═══ Belge Metni
Her ne kadar rutin vitamin desteğinin gebelik sonuçlarını iyileştirdiğine dair bilimsel kanıt yeterli düzeyde olmasa da ciddi beslenme yetersizliğine sahip adolesan gebeliklerinde multivitamin-mineral desteğinin, preterm doğumu ve düşük doğum tartılı bebekleri anlamlı oranda azalttığı gösterilmiştir.
Institute of Medicine ve ACOG gebelikte demir dışında rutin vitamin desteğinin gereksiz olduğuna dair fikir bildirmişlerdir. Ancak, her iki kurum da her gebe kadının günlük beslenme alışkanlıklarının değerlendirilmesini ve yetersiz besin alımı düşünüldüğünde veya yüksek-risk kategorilerine dahil olma durumu varlığında, ikinci trimesterin başında bir multivitamin desteğinin sağlanması gerektiğini belirtmişlerdir.
══════
═══ Kaynak Bilgisi
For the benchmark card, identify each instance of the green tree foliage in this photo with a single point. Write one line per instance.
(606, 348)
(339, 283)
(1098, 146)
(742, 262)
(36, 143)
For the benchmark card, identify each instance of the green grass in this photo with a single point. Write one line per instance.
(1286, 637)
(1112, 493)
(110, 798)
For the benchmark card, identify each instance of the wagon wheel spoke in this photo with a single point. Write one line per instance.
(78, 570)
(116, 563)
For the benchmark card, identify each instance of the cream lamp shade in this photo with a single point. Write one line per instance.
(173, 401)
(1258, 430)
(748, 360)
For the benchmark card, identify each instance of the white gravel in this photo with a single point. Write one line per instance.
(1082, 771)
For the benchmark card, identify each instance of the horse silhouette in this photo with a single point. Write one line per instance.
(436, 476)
══════
### Alıştırma Seti
[1] Gebelikte vitamin desteğini ele alan metni iki cümleyle özetleyiniz.
[2] Gebelikte vitamin desteğini ele alan metne göre Institute of Medicine ve ACOG, hangi destek dışında rutin vitamin desteğini gereksiz görmektedir?
Listedeki veriler başka bir kaynaktan alınmıştır.

### Görev Yanıtları
[1] Rutin vitamin desteğinin gebelik sonuçlarını iyileştirdiğine dair kanıt yetersiz olsa da ciddi beslenme yetersizliği olan adolesan gebelerde multivitamin-mineral desteğinin preterm doğumu ve düşük doğum tartılı bebekleri anlamlı oranda azalttığı gösterilmiştir. Institute of Medicine ve ACOG, demir dışında rutin vitamin desteğini gereksiz bulmakla birlikte, her gebenin beslenme alışkanlıklarının değerlendirilmesini ve yetersiz besin alımı ya da yüksek risk durumunda ikinci trimesterin başında multivitamin desteği sağlanmasını önermiştir.

[2] Demir.